=== İstenenler ===
Maraş'taki şapka direnişini ele alan metni lütfen son cümlesinin ardından sürdürün.

=== Sağlanan Metin ===
============================================================

İNCİTİCİ VE YANLIŞ İFADELER
Anlaşıldığı üzere metinde
Cumhuriyet ideolojisine uygun incitici ve yanlış ifadeler var. Şapka direnişini
gözden düşürmek için kullanılan "Kahramanmaraş'ın zavallı halkında garib ve
fakir kesimden çok az sayıda insan yürüyüşe katıldı. (...) Esas elebaşıları
geleceği göremeyen, hakikatleri anlamak istemeyen başıboş, serseri ve çapulcu
takımıydı" ifadeleri resmî görüş çizgisine uygun ifadelerdir. Oysa şapka
meselesine karışan ve müdahil olanların "fakir, başıboş, serseri takımı" ndan
olmadığı ve şehr-i Maraş'ın âlim, eşraf ve hatırı sayılır esnafından oldukları
gayet açıktır. "Fezlekenin içinde
Emniyet Genel Müdürlüğünün görüşünün yanı sıra son sayfasına Cinayet Genel
Savcısının görüşleri ilâve edildi. Cinayet Genel Savcısı görüşlerinde (...)
İsyanın elebaşısı Hafız Mehmet Efendi'yi Kadı Ziya Efendi ve Kadızadelerin
teşvik ve tahrik ettiğini açıkça yazdı. Ayrıca; Hacı İsmail, Durdu Fakı,
İnşallah Maşallah Ali, Kadızade Ziya, Hasip, Hocazade Ömer ve Ahmet Efendilerin
kendi aralarında şapka meselesini halletmeye karar verdiklerini daha sonra bu
karardan dönmediklerini, Bişkinzade Osman Efendi gibi insanların yukarıdaki
karar gereği şapka giymemekte cesaret bularak direndiklerini..." (a.g.e., s.

============================================================

=== Verilen Öğeler ===
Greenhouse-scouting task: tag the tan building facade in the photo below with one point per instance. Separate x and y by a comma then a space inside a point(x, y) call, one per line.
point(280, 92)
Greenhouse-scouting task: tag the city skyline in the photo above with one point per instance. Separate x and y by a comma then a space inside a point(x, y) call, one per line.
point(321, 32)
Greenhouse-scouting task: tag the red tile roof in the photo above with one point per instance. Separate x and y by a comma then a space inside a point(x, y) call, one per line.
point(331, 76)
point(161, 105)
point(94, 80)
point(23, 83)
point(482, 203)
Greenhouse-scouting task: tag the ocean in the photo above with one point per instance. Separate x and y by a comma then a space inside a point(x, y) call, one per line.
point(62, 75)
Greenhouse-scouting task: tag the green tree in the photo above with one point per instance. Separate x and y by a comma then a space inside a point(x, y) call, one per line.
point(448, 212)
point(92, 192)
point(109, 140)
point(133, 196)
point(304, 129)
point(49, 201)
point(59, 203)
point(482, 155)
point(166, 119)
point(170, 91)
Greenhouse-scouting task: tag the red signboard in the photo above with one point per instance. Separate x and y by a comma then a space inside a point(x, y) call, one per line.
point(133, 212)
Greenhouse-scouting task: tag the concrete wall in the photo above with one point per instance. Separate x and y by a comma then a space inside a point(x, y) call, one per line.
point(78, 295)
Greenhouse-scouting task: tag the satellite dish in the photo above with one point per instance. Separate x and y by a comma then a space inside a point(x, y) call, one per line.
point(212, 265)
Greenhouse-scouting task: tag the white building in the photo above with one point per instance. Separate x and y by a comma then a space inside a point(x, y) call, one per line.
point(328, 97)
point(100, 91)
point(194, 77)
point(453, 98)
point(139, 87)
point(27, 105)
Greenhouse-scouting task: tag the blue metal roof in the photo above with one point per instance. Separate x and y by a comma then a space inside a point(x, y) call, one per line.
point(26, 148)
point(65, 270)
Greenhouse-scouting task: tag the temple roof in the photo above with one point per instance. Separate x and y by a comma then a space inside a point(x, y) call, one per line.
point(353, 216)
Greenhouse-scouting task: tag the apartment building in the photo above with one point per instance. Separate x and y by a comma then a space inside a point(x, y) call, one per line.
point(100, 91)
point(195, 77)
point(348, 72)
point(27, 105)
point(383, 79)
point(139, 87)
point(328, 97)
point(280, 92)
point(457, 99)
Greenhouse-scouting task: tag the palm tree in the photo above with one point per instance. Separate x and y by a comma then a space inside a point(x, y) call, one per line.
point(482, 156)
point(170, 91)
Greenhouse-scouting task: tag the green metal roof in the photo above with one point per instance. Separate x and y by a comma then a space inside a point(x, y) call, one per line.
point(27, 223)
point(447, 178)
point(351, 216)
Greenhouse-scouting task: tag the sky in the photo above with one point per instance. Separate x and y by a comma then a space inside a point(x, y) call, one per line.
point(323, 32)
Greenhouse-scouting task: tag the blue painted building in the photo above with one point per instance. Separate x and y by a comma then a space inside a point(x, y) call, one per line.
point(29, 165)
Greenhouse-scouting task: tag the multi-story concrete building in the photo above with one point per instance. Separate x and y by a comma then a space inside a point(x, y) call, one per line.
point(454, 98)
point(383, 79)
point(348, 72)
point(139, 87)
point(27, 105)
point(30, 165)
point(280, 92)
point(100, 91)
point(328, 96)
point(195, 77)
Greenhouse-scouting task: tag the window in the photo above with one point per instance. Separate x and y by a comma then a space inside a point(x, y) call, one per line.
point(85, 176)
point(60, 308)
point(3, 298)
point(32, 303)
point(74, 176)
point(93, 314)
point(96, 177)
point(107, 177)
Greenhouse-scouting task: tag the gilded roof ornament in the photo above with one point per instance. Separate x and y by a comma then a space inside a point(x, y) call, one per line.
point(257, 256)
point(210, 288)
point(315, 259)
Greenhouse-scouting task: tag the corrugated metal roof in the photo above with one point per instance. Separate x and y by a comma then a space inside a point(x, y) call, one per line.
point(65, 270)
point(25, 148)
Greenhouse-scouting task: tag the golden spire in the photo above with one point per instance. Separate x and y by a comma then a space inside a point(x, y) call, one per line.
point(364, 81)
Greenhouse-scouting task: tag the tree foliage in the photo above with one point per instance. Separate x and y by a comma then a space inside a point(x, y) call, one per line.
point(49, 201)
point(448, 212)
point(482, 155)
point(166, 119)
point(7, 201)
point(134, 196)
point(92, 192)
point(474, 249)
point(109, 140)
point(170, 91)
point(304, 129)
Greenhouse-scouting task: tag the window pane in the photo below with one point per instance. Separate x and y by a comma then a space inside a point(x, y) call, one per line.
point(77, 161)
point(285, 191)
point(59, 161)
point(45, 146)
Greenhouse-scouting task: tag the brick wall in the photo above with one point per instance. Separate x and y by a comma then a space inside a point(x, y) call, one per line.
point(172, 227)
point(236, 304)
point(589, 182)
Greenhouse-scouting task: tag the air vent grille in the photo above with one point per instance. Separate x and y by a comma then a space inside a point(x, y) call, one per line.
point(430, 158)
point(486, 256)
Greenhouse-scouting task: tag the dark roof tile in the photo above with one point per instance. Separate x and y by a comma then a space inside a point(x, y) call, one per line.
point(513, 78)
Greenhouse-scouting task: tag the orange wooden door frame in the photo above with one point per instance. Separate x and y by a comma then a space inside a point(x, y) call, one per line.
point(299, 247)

============================================================

=== Yazılı Yanıt ===
374)
Târihe en ağır zulüm numunesi
olarak geçecek olan şapka hâdisesinin adı geçen profesörün anlattığı gibi
olmadığı meselesine geçmeden önce Maraş'ın şapka kurbanlarına hakaret üstü
hakaret eden problemli ifadelerini kayda geçelim:
Birinci problemli ifade:
"Böylece Maraş'ın karanlık gibi gözüken bu durumu da aydınlanmış oldu." Vatan-ı
İslâmiye üzere İstiklal Harbi'nin ilk kıvılcımı olan Maraşlı İslâmlar, yâni
Maraşlı Türklerin şapka inkılâbına direnişi "karanlık bir durumdu" da sonra
aydınlanmış mı oldu? Lâ-dinî Atatürkçü Cumhuriyetin ideolojisiyle "aydınlığa"
kavuştu öyle mi?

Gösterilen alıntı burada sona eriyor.